## EXERCISE BRIEF
Write out each line of the listing as it stands, without the images.

## RECORDS PROVIDED
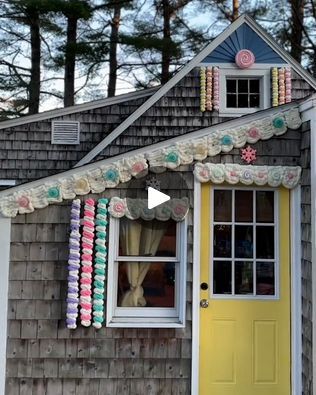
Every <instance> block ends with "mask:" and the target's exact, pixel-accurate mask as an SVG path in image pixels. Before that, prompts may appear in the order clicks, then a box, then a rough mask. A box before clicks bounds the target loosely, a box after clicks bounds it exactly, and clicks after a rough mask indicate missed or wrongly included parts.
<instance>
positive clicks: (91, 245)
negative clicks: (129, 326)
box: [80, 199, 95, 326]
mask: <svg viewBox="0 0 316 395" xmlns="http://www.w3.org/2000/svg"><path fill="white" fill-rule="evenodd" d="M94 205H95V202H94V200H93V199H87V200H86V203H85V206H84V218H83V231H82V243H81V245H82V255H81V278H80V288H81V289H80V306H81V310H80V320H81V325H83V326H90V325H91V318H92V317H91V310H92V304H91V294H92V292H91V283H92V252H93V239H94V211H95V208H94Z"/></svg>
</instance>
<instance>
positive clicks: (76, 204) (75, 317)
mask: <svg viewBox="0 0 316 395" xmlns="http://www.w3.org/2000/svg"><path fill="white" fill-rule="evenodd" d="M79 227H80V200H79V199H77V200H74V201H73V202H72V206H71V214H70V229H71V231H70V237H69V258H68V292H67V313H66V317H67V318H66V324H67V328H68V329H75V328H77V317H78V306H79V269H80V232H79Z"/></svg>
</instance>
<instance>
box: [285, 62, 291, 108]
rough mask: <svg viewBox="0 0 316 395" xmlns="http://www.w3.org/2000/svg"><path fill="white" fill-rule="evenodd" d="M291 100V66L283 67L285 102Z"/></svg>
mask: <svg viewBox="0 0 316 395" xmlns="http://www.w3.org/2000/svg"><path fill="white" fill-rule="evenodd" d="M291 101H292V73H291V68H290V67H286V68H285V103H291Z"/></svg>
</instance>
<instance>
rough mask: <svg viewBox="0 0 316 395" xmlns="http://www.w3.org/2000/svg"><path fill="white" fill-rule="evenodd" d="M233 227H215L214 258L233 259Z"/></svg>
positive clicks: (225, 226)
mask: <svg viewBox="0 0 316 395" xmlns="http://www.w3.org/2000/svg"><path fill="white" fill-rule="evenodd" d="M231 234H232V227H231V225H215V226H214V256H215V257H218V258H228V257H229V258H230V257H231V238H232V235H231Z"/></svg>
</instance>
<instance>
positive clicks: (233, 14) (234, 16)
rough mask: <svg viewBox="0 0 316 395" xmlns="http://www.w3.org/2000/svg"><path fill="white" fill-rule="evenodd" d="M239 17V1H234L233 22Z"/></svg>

## WRITTEN SOLUTION
Every <instance> block ends with "mask:" and the target's exact, pixel-accurate mask as an SVG path in image pixels. Before that, prompts may appear in the order clicks, then a box, then a rough mask. A box before clicks bounds the target loosely, a box after clicks bounds it exactly, and clicks after a rough mask indicate missed or wrongly included parts.
<instance>
positive clicks: (91, 245)
negative clicks: (129, 326)
box: [80, 199, 95, 326]
mask: <svg viewBox="0 0 316 395" xmlns="http://www.w3.org/2000/svg"><path fill="white" fill-rule="evenodd" d="M94 205H95V202H94V200H93V199H87V200H86V203H85V206H84V218H83V231H82V243H81V245H82V255H81V278H80V288H81V289H80V306H81V310H80V320H81V325H83V326H90V325H91V318H92V317H91V310H92V304H91V294H92V292H91V283H92V252H93V239H94V211H95V208H94Z"/></svg>
</instance>
<instance>
positive clicks: (76, 204) (75, 317)
mask: <svg viewBox="0 0 316 395" xmlns="http://www.w3.org/2000/svg"><path fill="white" fill-rule="evenodd" d="M79 227H80V200H79V199H77V200H74V201H73V202H72V206H71V214H70V229H71V231H70V237H69V258H68V292H67V313H66V317H67V318H66V324H67V328H68V329H75V328H77V317H78V306H79V269H80V232H79Z"/></svg>
</instance>
<instance>
box: [285, 62, 291, 108]
rough mask: <svg viewBox="0 0 316 395" xmlns="http://www.w3.org/2000/svg"><path fill="white" fill-rule="evenodd" d="M291 100V66L283 67L285 102Z"/></svg>
mask: <svg viewBox="0 0 316 395" xmlns="http://www.w3.org/2000/svg"><path fill="white" fill-rule="evenodd" d="M291 101H292V73H291V68H290V67H286V68H285V103H291Z"/></svg>
</instance>
<instance>
rough mask: <svg viewBox="0 0 316 395" xmlns="http://www.w3.org/2000/svg"><path fill="white" fill-rule="evenodd" d="M233 227H215L214 258L233 259Z"/></svg>
positive clicks: (225, 226)
mask: <svg viewBox="0 0 316 395" xmlns="http://www.w3.org/2000/svg"><path fill="white" fill-rule="evenodd" d="M231 234H232V227H231V225H215V226H214V256H215V257H218V258H228V257H229V258H230V257H231V238H232V235H231Z"/></svg>
</instance>
<instance>
positive clicks: (233, 14) (234, 16)
rough mask: <svg viewBox="0 0 316 395" xmlns="http://www.w3.org/2000/svg"><path fill="white" fill-rule="evenodd" d="M239 17V1H234L233 22Z"/></svg>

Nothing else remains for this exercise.